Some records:
=====

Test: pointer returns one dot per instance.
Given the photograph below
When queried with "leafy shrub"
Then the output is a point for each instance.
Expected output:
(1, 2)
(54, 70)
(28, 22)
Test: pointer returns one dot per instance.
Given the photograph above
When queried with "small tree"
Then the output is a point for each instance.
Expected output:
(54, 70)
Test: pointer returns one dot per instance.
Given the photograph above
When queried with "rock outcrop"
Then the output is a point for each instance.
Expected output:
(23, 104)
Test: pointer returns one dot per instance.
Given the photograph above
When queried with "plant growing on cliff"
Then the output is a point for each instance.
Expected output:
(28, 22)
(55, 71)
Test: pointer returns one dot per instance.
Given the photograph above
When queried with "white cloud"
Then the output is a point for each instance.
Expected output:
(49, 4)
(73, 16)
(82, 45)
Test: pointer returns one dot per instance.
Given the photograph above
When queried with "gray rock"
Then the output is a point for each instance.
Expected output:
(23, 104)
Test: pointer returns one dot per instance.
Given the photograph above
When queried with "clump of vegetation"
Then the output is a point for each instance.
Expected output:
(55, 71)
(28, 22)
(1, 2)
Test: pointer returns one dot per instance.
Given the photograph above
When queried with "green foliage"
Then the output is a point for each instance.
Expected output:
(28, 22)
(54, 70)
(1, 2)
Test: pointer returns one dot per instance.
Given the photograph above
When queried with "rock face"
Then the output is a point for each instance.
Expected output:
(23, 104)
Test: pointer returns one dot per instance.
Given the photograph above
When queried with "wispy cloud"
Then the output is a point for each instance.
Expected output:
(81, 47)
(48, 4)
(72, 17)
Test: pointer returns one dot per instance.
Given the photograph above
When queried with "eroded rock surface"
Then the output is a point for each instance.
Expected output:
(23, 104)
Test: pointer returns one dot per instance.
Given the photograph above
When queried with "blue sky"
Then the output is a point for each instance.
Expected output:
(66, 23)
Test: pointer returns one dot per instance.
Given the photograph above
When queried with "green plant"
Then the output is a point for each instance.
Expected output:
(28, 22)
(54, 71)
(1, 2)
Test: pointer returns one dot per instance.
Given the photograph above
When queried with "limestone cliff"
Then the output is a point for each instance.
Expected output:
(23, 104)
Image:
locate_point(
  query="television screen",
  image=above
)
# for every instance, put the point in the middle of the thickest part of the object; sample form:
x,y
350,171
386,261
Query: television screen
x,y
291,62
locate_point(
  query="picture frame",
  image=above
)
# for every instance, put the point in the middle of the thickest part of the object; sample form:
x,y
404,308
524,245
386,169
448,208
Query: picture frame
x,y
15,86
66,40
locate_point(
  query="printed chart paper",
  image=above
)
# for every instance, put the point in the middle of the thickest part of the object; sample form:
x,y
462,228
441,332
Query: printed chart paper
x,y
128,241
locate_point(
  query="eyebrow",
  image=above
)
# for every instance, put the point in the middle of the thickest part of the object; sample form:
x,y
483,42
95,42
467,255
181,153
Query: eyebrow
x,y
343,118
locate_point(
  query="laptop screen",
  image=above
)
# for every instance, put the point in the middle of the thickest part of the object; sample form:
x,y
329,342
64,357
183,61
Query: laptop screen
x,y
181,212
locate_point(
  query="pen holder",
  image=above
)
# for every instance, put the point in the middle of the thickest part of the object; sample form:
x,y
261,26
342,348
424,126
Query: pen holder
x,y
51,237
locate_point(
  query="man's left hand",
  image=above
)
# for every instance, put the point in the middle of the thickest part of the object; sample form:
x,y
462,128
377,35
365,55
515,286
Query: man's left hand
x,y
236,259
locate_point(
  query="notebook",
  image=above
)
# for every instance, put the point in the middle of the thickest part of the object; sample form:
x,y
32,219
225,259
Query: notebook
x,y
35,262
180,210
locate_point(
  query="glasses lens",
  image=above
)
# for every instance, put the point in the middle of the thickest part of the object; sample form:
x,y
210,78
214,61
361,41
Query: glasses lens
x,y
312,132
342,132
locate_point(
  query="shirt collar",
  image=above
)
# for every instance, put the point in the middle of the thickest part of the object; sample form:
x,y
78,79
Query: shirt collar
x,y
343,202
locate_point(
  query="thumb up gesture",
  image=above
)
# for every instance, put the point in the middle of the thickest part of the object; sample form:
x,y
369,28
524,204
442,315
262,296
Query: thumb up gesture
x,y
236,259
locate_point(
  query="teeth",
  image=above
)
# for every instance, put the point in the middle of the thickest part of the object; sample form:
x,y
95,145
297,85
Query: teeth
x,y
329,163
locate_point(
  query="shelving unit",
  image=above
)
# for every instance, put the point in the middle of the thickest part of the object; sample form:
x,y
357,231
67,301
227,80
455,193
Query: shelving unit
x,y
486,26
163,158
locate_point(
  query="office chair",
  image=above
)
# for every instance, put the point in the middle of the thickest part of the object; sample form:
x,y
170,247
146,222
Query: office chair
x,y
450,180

=====

§ **Given request**
Reproduce every record, matching each line exactly.

§ **Solution to the problem**
Test: pointer returns one dot per instance.
Given the photograph below
When queried with "leafy shrub"
Then the output is a point for each instance.
Expected output:
(1, 2)
(54, 70)
(28, 22)
Test: pointer returns one dot per instance.
Given the photograph above
When queried with "small tree"
Then the output is a point for each instance.
Expected output:
(54, 70)
Test: pointer returns one dot per instance.
Given the photograph above
When queried with "rock outcrop"
Then the output is a point for each instance.
Expected output:
(23, 104)
Test: pointer returns one dot per instance.
Given the photograph above
When queried with "plant growing on cliff"
Then the output is a point for each instance.
Expected output:
(28, 22)
(55, 71)
Test: pointer returns one dot per instance.
Given the photograph above
When queried with "white cloud"
Then the output is a point for each instance.
Expected output:
(49, 4)
(73, 16)
(82, 45)
Test: pointer returns one dot per instance.
Given the photograph above
When queried with "gray rock"
Then the output is a point for each instance.
Expected output:
(23, 104)
Test: pointer returns one dot per instance.
Given the photograph above
When queried with "clump of vegetation"
Then the output is a point for each instance.
Expected output:
(55, 71)
(28, 22)
(1, 2)
Test: pointer returns one dot per instance.
Given the photograph above
When queried with "green foliage"
Then the output is a point for each instance.
Expected output:
(28, 22)
(54, 70)
(1, 2)
Test: pointer returns one dot per instance.
Given the photograph above
When queried with "rock face"
Then the output is a point for each instance.
Expected output:
(23, 104)
Test: pointer returns one dot per instance.
Given the photograph above
When queried with "wispy cloud"
Then the output is a point for each instance.
Expected output:
(81, 47)
(48, 4)
(72, 17)
Test: pointer returns one dot per instance.
Given the photograph above
When queried with "eroded rock surface"
Then the output is a point for each instance.
Expected output:
(23, 104)
Test: pointer returns one dot per instance.
Given the photograph above
When queried with "blue sky"
Then the output is a point for each instance.
Expected output:
(66, 23)
Test: pointer returns one dot per instance.
Given the photograph above
When queried with "green plant"
Then the output is a point for each instance.
Expected output:
(28, 22)
(54, 71)
(1, 2)
Test: pointer returns one dot per instance.
Given the photograph above
When queried with "limestone cliff"
Then the output is a point for each instance.
Expected output:
(23, 104)
Image:
locate_point(
  query="television screen",
  image=above
)
# for every instance, put the point in the middle of the thickest part of the object; sample form:
x,y
350,171
386,261
Query: television screen
x,y
291,62
locate_point(
  query="picture frame",
  image=above
)
# for every instance, put the point in the middle of the thickest part of the object; sample form:
x,y
404,308
524,245
386,169
448,208
Query: picture frame
x,y
15,86
66,40
locate_point(
  query="printed chart paper",
  image=above
)
# for every instance, put the point in the middle of the thickest part of the object; sample form:
x,y
462,228
441,332
Query: printed chart paper
x,y
128,241
locate_point(
  query="eyebrow",
  image=above
)
# for every instance, put the point in the middle of the thickest part of the object; sample form:
x,y
483,42
95,42
467,255
181,153
Query: eyebrow
x,y
343,118
locate_point(
  query="laptop screen",
  image=above
)
# for every instance, put the point in the middle of the thickest part of the object; sample form:
x,y
329,342
64,357
183,61
Query: laptop screen
x,y
181,212
locate_point(
  query="pen holder",
  image=above
)
# for every instance, put the point in the middle of the thickest part of the object; sample form:
x,y
261,26
342,348
424,126
Query: pen holder
x,y
51,237
locate_point(
  query="man's left hand",
  image=above
)
# for every instance, put the point in the middle of the thickest part of the object; sample form:
x,y
462,128
377,35
365,55
515,286
Query: man's left hand
x,y
236,259
locate_point(
  query="notebook",
  image=above
)
# for every instance, put the point in the middle of the thickest part of the object; sample form:
x,y
32,219
225,259
Query: notebook
x,y
35,262
180,210
locate_point(
  query="glasses lens",
  image=above
)
# for every instance, put the point in the middle of the thickest part of the object; sample form:
x,y
210,78
214,61
361,41
Query: glasses lens
x,y
312,132
342,132
locate_point(
  query="shirt collar",
  image=above
)
# for every instance, put the point in the middle of the thickest part of the object; sample form:
x,y
78,79
Query: shirt collar
x,y
343,202
locate_point(
  query="thumb up gesture",
  image=above
)
# for every instance, put the point in the middle of the thickest part of the object; sample form:
x,y
369,28
524,204
442,315
262,296
Query: thumb up gesture
x,y
236,259
locate_point(
  query="teeth",
  image=above
)
# for every instance, put the point in the middle of the thickest part of the object; sample form:
x,y
95,145
297,85
Query: teeth
x,y
329,163
locate_point(
  query="shelving unit",
  image=above
)
# for every instance, put the point in the middle of the thickest part of the object; sample form:
x,y
357,231
67,301
227,80
455,193
Query: shelving unit
x,y
486,26
163,158
locate_point(
  query="office chair",
  image=above
)
# for every instance, put the point in the middle of the thickest part of the object; sample form:
x,y
170,247
146,222
Query: office chair
x,y
450,180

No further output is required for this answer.